Exercise details:
Among the lines below, take the one holding "Target: kneeling person in white tank top", the one holding "Target: woman with red headband", and all lines between them. Set them down exactly.

Point-per-instance localization data
************

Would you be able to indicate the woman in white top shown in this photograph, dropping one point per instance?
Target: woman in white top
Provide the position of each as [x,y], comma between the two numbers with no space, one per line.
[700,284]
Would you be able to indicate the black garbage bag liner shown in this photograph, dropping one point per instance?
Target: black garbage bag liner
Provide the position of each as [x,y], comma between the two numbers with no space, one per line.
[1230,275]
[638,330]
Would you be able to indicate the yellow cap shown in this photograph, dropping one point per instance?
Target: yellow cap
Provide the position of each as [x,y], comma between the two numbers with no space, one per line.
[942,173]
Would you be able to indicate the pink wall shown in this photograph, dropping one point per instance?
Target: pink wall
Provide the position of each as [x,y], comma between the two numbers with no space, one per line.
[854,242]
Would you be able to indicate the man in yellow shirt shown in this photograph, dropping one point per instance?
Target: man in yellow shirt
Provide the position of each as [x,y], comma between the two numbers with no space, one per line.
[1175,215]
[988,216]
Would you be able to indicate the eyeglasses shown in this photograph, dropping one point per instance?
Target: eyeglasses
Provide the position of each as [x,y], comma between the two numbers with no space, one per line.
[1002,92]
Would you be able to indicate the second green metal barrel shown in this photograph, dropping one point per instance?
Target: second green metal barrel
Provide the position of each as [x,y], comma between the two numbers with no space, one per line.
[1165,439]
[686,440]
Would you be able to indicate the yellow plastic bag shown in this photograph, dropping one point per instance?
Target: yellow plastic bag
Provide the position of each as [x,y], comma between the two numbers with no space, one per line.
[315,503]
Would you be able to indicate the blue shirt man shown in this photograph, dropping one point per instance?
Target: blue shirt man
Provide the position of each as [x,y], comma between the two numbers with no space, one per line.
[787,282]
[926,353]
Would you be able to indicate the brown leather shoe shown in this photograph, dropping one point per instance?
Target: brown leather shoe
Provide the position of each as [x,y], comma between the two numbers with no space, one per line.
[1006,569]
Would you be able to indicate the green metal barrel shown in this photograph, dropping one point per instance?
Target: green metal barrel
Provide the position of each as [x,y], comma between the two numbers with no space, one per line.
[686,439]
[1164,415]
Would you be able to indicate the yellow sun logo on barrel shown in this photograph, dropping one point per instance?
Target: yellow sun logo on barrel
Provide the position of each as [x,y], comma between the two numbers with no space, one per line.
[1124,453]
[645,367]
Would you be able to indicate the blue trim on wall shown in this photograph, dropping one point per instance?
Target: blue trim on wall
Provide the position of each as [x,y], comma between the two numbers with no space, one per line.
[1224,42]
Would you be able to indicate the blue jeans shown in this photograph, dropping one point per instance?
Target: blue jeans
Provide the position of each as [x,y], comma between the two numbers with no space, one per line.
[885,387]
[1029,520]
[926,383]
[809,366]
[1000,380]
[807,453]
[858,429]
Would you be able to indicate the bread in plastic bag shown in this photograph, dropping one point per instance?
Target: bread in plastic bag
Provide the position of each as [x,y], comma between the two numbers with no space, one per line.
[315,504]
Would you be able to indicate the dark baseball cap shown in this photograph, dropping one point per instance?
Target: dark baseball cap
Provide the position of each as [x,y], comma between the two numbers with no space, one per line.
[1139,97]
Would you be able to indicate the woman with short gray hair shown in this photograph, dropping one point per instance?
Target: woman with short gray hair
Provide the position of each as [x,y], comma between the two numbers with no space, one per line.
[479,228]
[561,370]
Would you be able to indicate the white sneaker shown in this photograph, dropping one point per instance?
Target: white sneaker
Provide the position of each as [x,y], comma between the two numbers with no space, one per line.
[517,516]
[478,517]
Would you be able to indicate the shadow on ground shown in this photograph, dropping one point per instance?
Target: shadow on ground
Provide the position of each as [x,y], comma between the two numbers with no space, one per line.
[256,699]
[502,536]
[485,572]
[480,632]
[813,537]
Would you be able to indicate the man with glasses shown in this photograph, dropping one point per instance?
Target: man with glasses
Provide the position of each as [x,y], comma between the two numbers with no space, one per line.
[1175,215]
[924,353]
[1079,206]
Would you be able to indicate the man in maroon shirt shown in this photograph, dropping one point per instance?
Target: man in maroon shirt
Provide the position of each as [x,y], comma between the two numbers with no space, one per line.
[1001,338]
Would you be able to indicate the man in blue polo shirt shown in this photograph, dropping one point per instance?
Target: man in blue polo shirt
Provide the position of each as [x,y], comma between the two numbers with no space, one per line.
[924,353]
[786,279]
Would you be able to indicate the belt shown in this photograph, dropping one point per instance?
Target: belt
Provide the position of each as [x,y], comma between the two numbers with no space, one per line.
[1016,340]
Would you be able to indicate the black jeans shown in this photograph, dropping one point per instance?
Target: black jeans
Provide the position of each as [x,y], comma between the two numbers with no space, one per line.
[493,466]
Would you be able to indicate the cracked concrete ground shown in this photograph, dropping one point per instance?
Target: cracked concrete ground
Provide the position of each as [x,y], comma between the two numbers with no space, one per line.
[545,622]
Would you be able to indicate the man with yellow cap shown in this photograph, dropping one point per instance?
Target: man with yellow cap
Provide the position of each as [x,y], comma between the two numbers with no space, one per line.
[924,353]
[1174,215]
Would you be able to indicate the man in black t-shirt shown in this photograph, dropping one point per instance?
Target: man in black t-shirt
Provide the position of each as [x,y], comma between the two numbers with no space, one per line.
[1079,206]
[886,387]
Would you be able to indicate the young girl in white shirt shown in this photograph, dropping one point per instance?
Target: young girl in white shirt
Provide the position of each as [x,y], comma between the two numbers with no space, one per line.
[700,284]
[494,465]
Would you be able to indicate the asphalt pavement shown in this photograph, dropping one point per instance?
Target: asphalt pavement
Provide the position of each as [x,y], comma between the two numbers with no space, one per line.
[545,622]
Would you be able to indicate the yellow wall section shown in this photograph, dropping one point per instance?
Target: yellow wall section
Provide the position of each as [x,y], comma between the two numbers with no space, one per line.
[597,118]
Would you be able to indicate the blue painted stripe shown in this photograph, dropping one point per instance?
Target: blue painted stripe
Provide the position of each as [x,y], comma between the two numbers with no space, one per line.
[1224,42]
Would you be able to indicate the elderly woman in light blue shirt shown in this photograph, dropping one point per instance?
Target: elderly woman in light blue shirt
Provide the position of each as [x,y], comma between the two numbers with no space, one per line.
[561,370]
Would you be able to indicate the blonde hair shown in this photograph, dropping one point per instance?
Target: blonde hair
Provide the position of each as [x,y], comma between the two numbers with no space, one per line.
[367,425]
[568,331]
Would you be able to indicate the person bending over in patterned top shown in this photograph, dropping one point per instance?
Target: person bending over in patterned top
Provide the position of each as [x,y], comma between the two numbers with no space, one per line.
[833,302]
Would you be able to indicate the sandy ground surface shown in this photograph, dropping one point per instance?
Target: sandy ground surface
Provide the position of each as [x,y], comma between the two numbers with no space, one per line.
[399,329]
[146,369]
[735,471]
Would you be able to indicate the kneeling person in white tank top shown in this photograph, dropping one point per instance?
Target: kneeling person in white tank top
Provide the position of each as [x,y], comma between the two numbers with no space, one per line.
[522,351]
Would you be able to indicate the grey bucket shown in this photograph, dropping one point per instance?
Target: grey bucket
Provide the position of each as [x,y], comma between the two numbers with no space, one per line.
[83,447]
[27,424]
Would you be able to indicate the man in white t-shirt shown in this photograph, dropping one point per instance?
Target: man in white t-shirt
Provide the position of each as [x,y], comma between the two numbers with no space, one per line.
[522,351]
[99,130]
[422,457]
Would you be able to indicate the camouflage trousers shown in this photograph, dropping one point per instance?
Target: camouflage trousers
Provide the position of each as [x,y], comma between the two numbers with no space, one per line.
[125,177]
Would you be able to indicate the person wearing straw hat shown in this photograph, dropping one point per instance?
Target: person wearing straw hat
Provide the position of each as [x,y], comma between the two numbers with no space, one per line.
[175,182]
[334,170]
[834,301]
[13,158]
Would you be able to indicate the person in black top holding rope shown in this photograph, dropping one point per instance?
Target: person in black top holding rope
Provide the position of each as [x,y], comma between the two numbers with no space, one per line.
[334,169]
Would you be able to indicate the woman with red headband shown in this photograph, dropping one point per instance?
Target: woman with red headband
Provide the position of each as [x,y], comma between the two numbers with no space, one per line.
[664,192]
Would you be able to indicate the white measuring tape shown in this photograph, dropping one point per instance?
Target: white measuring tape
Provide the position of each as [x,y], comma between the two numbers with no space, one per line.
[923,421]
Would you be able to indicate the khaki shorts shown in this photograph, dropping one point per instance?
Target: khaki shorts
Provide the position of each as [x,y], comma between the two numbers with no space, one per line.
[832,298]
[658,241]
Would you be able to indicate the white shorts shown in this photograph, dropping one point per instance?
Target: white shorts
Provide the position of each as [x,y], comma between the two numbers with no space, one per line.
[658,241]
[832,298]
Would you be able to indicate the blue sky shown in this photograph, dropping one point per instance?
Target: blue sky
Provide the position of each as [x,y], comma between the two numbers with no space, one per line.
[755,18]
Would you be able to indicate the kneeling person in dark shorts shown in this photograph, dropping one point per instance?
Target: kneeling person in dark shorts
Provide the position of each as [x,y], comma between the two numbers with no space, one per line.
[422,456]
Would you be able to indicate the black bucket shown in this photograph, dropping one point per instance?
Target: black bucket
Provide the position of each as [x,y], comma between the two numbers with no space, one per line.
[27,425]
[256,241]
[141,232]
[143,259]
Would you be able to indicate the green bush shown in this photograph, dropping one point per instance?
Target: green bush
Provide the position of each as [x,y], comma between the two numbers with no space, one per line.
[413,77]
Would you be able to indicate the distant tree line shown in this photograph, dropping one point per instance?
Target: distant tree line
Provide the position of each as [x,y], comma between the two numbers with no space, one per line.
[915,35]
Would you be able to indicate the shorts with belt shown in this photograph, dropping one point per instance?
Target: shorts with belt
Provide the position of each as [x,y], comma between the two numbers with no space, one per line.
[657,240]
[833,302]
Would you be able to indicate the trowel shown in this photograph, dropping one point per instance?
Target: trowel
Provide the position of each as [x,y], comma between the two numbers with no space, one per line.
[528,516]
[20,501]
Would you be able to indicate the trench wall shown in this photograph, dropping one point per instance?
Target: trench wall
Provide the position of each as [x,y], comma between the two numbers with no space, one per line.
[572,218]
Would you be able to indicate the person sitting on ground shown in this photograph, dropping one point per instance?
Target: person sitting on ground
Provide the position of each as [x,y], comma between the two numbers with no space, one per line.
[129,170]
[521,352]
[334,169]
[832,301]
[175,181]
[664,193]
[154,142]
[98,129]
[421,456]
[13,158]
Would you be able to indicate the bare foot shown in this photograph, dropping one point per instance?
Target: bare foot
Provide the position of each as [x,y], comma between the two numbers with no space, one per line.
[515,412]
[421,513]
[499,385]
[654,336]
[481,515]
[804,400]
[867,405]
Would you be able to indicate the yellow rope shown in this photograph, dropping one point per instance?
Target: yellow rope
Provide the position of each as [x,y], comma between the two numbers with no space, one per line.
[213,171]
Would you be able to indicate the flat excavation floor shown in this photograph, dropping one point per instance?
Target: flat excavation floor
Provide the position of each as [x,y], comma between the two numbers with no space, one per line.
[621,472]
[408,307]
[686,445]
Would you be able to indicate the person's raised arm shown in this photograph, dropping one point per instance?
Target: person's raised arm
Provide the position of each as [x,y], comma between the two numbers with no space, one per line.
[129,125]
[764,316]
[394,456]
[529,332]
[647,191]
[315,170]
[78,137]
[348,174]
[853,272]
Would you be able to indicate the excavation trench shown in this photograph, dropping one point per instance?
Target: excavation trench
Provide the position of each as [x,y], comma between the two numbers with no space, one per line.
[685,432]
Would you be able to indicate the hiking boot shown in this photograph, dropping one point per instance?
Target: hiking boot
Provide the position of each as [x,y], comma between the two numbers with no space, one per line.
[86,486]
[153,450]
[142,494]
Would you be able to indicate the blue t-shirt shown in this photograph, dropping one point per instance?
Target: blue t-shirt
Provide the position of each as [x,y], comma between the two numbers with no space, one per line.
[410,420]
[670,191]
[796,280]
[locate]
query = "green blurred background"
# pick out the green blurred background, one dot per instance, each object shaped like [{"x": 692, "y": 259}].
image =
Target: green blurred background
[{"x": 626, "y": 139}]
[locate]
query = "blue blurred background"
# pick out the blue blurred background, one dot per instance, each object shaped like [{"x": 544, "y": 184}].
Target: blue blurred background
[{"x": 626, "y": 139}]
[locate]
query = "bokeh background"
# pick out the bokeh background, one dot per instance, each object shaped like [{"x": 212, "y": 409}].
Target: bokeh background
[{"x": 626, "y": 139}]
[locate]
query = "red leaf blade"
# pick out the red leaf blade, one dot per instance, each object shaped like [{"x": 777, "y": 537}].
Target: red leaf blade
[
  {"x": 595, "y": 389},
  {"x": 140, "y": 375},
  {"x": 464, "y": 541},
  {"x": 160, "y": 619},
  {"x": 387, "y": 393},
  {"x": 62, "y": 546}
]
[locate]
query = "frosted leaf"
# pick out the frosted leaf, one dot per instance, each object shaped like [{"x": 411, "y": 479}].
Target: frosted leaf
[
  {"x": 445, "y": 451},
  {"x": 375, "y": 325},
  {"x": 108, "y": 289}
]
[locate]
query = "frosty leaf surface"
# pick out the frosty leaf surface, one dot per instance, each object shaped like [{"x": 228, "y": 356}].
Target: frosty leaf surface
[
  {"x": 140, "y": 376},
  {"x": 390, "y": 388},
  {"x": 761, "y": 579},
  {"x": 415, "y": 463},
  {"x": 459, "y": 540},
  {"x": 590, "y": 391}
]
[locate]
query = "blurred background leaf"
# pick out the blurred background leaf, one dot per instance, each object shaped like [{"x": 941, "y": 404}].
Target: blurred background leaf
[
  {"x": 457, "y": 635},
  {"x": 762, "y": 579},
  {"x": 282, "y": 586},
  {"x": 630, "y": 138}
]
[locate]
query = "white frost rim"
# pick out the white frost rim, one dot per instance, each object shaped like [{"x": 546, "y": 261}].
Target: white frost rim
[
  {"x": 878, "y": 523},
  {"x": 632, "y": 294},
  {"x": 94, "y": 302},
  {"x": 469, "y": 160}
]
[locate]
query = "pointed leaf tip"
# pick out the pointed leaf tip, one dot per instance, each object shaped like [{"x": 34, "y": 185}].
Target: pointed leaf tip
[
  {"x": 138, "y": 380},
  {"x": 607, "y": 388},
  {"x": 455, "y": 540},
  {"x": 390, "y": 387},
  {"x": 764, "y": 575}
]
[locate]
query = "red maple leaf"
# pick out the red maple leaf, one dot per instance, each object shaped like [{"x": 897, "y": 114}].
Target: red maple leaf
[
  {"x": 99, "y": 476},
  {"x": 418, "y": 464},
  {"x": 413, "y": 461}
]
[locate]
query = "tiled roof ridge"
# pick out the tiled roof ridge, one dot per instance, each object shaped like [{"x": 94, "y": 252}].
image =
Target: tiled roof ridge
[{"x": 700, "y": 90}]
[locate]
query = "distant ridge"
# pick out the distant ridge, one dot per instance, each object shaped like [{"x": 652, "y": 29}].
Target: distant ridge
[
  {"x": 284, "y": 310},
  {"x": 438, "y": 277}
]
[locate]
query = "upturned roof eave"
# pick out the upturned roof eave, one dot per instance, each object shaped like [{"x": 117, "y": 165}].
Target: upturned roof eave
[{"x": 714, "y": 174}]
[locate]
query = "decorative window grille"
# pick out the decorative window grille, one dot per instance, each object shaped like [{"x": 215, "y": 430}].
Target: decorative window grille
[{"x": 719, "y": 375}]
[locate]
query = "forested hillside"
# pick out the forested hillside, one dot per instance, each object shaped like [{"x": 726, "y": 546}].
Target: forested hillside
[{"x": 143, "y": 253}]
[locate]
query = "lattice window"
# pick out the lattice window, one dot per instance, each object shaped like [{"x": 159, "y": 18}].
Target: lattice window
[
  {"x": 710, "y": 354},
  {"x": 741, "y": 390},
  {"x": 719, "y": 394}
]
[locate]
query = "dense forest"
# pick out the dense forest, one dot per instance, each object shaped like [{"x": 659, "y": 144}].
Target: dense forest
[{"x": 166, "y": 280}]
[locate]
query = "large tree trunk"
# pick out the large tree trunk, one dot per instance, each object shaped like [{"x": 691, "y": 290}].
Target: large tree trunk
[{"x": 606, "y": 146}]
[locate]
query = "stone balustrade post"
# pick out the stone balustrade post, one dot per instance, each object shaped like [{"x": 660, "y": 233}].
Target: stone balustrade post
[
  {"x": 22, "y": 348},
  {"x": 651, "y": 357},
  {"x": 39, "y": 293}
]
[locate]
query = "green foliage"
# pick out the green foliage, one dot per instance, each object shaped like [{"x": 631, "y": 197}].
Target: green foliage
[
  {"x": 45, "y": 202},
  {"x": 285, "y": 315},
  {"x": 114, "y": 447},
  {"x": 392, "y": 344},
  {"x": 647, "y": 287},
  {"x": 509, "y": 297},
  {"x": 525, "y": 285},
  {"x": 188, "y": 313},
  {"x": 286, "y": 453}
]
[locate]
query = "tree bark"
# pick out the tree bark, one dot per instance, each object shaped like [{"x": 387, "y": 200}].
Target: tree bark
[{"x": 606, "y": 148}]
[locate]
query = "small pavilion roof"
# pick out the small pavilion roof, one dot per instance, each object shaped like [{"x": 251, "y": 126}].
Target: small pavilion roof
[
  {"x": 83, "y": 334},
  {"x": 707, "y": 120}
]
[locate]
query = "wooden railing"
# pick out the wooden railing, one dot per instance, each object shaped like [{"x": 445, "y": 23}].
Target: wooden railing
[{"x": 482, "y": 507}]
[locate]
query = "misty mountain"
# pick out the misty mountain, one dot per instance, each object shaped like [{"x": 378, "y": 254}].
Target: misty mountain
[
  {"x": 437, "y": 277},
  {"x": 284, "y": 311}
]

************

Response area:
Target: kneeling person in white tank top
Provide the position of each as [x,y], comma between the two numbers with no space, one per line.
[522,351]
Would you be able to indicate the grey bucket shown in this photograph, dropping one point per instance?
Target: grey bucket
Provide the position of each as [x,y], comma between the two numbers with no space, one per line.
[83,447]
[27,424]
Would you be able to indicate the man in white t-shirt shown in this photograph, dropping one point per instance?
Target: man in white t-shirt
Provide the position of each as [x,y], comma between the two numbers with no space, one per line.
[522,351]
[99,130]
[422,457]
Would you be able to indicate the camouflage trousers shown in this photograph, dropping one point per instance?
Target: camouflage trousers
Provide the position of each as [x,y], comma between the two numbers with no space, one per line.
[125,177]
Would you be able to indicate the person wearing straw hat shown in this photograph, dropping one point per instance?
Target: person wearing straw hat
Provide the position of each as [x,y], comma between the two numbers with no space, one per line.
[175,182]
[334,170]
[834,301]
[13,158]
Would you be able to indicate the person in black top holding rope shown in this photograph, dropping one point per instance?
Target: person in black top holding rope
Provide the position of each as [x,y], comma between the two numbers with no space, one per line.
[334,169]
Would you be able to indicate the woman with red headband shown in this photograph, dropping one point per instance?
Target: woman with red headband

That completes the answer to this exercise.